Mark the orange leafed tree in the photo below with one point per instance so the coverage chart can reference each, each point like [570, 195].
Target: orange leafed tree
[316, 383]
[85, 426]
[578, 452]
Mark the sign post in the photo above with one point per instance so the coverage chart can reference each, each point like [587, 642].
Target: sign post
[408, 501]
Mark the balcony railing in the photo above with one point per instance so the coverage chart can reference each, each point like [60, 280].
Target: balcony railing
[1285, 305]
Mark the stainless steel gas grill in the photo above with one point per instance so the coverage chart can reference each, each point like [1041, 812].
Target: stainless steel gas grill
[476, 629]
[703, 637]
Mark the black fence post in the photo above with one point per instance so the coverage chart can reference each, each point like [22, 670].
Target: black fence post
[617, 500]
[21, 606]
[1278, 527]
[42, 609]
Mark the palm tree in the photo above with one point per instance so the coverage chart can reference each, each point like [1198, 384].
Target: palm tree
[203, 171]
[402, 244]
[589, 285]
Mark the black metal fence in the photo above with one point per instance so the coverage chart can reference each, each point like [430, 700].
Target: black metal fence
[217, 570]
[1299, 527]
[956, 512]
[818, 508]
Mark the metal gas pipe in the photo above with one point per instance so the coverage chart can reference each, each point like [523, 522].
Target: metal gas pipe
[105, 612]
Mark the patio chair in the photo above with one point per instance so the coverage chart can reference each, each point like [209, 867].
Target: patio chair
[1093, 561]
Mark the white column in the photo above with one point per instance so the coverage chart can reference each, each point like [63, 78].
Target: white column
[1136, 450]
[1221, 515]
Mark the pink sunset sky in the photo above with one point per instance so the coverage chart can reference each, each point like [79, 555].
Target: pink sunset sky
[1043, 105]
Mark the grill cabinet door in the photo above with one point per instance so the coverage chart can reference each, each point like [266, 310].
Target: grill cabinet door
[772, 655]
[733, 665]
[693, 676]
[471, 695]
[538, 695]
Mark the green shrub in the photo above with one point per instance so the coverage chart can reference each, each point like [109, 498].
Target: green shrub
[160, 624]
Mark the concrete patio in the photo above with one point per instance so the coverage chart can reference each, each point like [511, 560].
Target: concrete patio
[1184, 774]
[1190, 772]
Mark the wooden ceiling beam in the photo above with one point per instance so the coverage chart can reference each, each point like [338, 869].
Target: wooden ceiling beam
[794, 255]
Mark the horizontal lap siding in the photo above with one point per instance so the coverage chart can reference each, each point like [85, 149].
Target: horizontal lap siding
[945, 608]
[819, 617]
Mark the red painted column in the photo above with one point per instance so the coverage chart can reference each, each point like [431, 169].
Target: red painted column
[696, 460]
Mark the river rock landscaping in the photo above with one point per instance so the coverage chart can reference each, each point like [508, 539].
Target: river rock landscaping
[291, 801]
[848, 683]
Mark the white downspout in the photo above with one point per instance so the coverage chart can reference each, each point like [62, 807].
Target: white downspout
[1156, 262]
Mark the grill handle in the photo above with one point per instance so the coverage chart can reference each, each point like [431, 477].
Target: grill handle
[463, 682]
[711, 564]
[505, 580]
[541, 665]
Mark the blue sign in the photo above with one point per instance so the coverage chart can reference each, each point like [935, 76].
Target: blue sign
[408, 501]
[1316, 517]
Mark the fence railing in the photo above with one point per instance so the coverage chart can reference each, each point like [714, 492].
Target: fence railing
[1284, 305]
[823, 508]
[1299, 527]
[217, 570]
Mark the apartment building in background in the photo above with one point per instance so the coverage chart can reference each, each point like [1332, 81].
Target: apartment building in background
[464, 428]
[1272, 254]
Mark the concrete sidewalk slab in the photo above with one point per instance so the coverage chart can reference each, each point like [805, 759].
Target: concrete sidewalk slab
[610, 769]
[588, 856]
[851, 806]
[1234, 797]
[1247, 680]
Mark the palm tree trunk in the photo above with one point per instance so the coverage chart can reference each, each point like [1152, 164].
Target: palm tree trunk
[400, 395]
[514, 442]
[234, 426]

■ What you should do
Reproduce word for word the lines of the items above, beginning with the line that contains "Mark the stainless" and continuing through the line that contains "[1190, 772]", with both of those lines included.

■ Exercise result
Mark the stainless steel gas grill in the photo above with one point per instance so the coverage chart can reference each, each point like [1041, 812].
Target: stainless steel gas grill
[476, 629]
[703, 637]
Mark the black fence post in the photo above with one point per instance so the coverage chart can reference each, each point like [22, 670].
Target: black fence post
[617, 500]
[21, 606]
[1278, 527]
[42, 609]
Mark the palm tree in the photo above with one point per instance so the coverage chart can reference each, each point like [1198, 384].
Target: palm tree
[203, 171]
[402, 244]
[589, 285]
Mark the black metal fence in the photo above with one point per instance so the coverage chart can reference each, each point like [430, 700].
Target: black metal fence
[217, 570]
[1299, 527]
[956, 512]
[818, 508]
Mark the metal gas pipe in the photo above with one point per instance so the coverage chart can reference each, each point like [523, 522].
Target: metal gas pipe
[105, 612]
Mark the patio chair in the photo above with one point per instance so the coverage chart can reference each, each point like [209, 867].
Target: patio chair
[1093, 561]
Mark the white column in the photo above with one point per instance so the coverage chart can reference each, each point like [63, 78].
Target: white column
[1136, 450]
[1221, 515]
Mark the pink sunset sky in the photo above with one point per instance so the coverage chart can reference each, each point like [79, 555].
Target: pink sunset sky
[1043, 105]
Mark the grill cabinet door in the photo above with one point per instance so the coverage chart can reference each, each point like [266, 310].
Target: grill cabinet door
[772, 655]
[733, 665]
[693, 676]
[471, 695]
[538, 695]
Mark the green shrub in the photo above with one point per instance so the coverage chart can reference each, each point like [109, 498].
Target: green shrub
[160, 624]
Mark the concrete patio in the photo above with one point per instance so the coverage chart can reference each, each point like [511, 560].
Target: concrete patio
[1184, 774]
[1190, 772]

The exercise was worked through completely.